- **SUPPLIED RECORDS**

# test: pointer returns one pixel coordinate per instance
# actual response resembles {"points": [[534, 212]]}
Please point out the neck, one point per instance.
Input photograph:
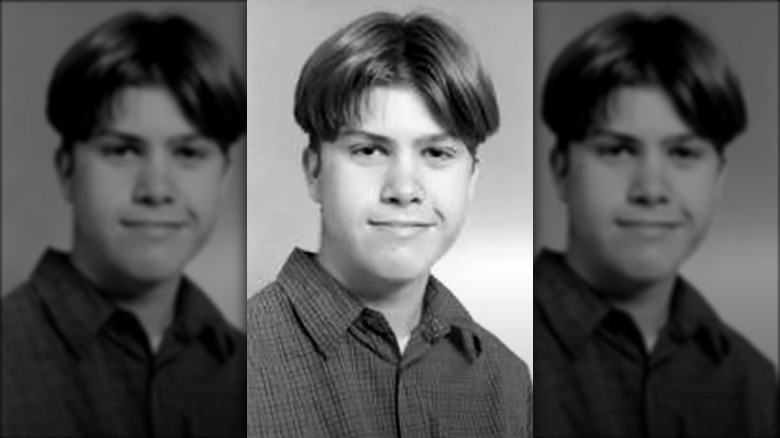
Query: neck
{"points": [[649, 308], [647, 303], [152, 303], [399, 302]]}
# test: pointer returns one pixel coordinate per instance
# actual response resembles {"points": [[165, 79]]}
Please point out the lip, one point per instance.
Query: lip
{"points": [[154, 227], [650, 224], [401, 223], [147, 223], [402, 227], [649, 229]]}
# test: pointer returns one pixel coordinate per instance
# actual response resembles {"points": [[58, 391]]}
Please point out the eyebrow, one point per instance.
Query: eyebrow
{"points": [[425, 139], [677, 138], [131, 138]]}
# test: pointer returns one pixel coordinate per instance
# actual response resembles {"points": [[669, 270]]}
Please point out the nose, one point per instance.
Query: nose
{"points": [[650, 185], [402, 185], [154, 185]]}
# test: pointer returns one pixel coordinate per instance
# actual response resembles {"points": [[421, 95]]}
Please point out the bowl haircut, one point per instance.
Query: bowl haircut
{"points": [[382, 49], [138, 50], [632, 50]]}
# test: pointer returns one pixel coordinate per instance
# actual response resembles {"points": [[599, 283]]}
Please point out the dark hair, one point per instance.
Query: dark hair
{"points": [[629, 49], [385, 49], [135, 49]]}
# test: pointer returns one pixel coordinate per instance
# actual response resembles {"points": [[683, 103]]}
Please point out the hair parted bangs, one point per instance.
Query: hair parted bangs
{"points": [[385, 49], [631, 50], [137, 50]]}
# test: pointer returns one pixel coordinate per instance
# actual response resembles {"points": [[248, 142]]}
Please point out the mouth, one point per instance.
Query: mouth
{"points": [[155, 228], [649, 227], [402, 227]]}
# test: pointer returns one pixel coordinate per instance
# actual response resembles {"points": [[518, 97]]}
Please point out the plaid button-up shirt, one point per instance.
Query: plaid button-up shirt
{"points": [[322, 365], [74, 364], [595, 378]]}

- **TASK STATEMENT**
Repeat the listing in full and exactly. Leave any pictures out.

- **WRITTEN SOLUTION**
# test: pointer returns one pixel coordinate per instance
# actual response resembles {"points": [[534, 212]]}
Please point out the neck, one point per instance.
Input photograph:
Query: neck
{"points": [[649, 308], [647, 303], [152, 303], [399, 302]]}
# test: pointer returns one pixel coordinate per instance
# actual response resembles {"points": [[165, 79]]}
Please point out the lip, one point per instance.
Query: lip
{"points": [[154, 227], [650, 224], [401, 223], [147, 223], [402, 227], [649, 229]]}
# test: pointer returns one pixel coordinate per instance
# actual response resembles {"points": [[58, 391]]}
Please point out the eyebrow, one point per instance.
Query: eyebrow
{"points": [[425, 139], [677, 138], [131, 138]]}
# test: pointer returns one pixel coordinate per instance
# actual response resembles {"points": [[669, 270]]}
Please point out the nose, one point per instance.
Query: nose
{"points": [[650, 185], [402, 185], [154, 185]]}
# test: pointer returns one pixel coordinate per instance
# actual response resembles {"points": [[421, 95]]}
Please point out the bowl haircut, one point per instance.
Query: bowl haircut
{"points": [[382, 49], [138, 50], [632, 50]]}
# test: pointer returns one pixel coordinate per instance
# actual response resembles {"points": [[599, 283]]}
Please point out the dark hair, one point per instance.
Query: dark hair
{"points": [[629, 49], [385, 49], [135, 49]]}
# test: pointer returns one pixel coordinate per instance
# actual response resembles {"points": [[683, 103]]}
Please point out the hair parted bangs, one point per instance.
Query: hair parted bangs
{"points": [[385, 49], [631, 50], [137, 50]]}
# test: pointer returns one pixel coordinate per instance
# actual response resembles {"points": [[248, 142]]}
Please point out the mouth, one point per instance.
Query: mouth
{"points": [[155, 228], [649, 227], [402, 227]]}
# test: pointer returns one pixel coordinate per instance
# actual response resembles {"points": [[518, 97]]}
Please point out the plaid button-up shirt, one point per instance.
Query: plaid button-up shirt
{"points": [[322, 365], [74, 364], [595, 378]]}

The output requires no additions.